Aufgaben —
• a. Nennen Sie sämtliche Datumsangaben, die im Textauszug vorkommen.
• b. Schreiben Sie aus dem Textauszug die Stelle ab, die mit „Die ESA-Mitgliedstaaten haben“ anfängt und bis einschließlich „Grad erfasst werden.“ reicht.

Textauszug —
----------

Die ESA-Mitgliedstaaten haben Schlüsseltechnologien wie den innovativen
Kühlmechanismus bereitgestellt, der die ständige Kühlung der Missionsinstrumente
auf lediglich ein Zehntel Grad über dem absoluten Nullpunkt des Universums von
-273,15 Grad Celsius ermöglichte, so dass die empfangenen Signale nicht durch
die Eigenwärme des Satelliten verzerrt wurden. Auf diese Weise konnten in der
kosmischen Mikrowellen-Hintergrundstrahlung Temperaturschwankungen von wenigen
Millionstel Grad erfasst werden.
Die Kühlung von Instrumenten auf diese Extremtemperaturen kann jedoch nicht
unbegrenzt fortgesetzt werden, und so ging denn auch der
Flüssighelium-Kühlmittelvorrat des Hochfrequenzinstruments (HFI) wie erwartet im
Januar 2012 zur Neige. Unterdessen konnte das Niedrigfrequenzinstrument (LFI)
unter Verwendung der verbleibenden beiden Kühlgeräte auch bei etwas höheren
Temperaturen noch bis zum 3. Oktober 2013 Beobachtungen durchführen. Nach
Abschluss der Tätigkeiten im Anschluss an die wissenschaftlichen Beobachtungen
wurde das LFI am 19. Oktober manuell abgeschaltet.
AAls Ziel der Mission waren zwei vollständige Himmelsdurchmusterungen geplant.

----------

Datenauszug —
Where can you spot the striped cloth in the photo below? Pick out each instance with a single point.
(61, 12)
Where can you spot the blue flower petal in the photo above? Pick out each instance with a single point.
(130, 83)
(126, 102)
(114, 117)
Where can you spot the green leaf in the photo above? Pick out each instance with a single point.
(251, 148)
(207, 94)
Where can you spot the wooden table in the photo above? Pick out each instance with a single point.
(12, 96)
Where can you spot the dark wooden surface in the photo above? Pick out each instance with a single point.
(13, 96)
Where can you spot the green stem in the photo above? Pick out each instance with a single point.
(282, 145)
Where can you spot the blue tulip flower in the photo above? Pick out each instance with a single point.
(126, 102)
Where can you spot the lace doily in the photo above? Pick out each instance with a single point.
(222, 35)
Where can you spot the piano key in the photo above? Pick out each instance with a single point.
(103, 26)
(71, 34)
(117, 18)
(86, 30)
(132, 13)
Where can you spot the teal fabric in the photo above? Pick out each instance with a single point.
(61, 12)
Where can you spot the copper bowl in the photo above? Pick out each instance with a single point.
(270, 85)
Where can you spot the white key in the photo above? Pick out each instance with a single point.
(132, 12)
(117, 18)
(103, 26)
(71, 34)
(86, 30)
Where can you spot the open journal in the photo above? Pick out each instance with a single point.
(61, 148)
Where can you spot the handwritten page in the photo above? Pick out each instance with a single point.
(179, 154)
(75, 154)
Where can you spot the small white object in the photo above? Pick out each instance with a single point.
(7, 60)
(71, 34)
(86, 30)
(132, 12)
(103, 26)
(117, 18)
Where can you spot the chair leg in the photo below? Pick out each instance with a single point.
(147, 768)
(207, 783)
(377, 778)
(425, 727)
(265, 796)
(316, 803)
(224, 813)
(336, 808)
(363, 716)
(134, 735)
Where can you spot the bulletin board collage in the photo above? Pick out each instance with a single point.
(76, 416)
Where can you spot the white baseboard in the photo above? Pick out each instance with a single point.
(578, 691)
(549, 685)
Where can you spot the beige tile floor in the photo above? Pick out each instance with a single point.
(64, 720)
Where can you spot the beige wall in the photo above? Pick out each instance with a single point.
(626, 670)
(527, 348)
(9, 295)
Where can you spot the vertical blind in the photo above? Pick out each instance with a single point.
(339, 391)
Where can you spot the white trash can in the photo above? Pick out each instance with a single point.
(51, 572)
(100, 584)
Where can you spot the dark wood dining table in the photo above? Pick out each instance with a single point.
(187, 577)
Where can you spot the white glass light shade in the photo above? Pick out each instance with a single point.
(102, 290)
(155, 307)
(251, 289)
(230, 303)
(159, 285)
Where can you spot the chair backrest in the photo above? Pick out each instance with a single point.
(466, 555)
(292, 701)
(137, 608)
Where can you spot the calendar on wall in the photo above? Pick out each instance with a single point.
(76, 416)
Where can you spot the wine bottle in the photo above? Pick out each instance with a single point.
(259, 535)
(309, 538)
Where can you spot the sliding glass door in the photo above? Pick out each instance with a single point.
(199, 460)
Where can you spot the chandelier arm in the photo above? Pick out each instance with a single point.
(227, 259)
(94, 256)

----------

Antworten nach Nummer —
• a. Januar 2012, 3. Oktober 2013, 19. Oktober

• b.
Die ESA-Mitgliedstaaten haben Schlüsseltechnologien wie den innovativen
Kühlmechanismus bereitgestellt, der die ständige Kühlung der Missionsinstrumente
auf lediglich ein Zehntel Grad über dem absoluten Nullpunkt des Universums von
-273,15 Grad Celsius ermöglichte, so dass die empfangenen Signale nicht durch
die Eigenwärme des Satelliten verzerrt wurden. Auf diese Weise konnten in der
kosmischen Mikrowellen-Hintergrundstrahlung Temperaturschwankungen von wenigen
Millionstel Grad erfasst werden.